- **Do this**:
Rewrite the lines of the records below as a numbered list, leaving out blank lines. Omit the pictures from your answer.

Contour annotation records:
-- -- --
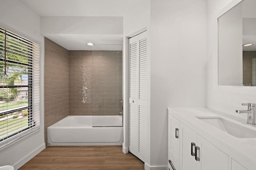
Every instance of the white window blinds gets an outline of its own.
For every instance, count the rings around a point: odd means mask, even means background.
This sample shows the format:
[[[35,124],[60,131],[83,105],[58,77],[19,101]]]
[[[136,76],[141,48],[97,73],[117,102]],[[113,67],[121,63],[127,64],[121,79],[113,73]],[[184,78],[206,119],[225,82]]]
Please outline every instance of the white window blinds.
[[[0,149],[39,128],[40,48],[0,27]]]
-- -- --
- **Complete response**:
1. Every instance of the white window blinds gets an outline of its own.
2. For every instance, count the rings around a point: odd means mask, even means background.
3. This sample shows the format:
4. [[[35,124],[60,131],[83,105],[58,77],[19,101]]]
5. [[[136,76],[141,48],[97,73],[117,102]],[[113,67],[121,63],[127,64],[121,79],[113,73]],[[184,78],[206,119],[225,82]]]
6. Please outline every instance of the white window blinds.
7. [[[0,149],[39,128],[40,48],[0,27]]]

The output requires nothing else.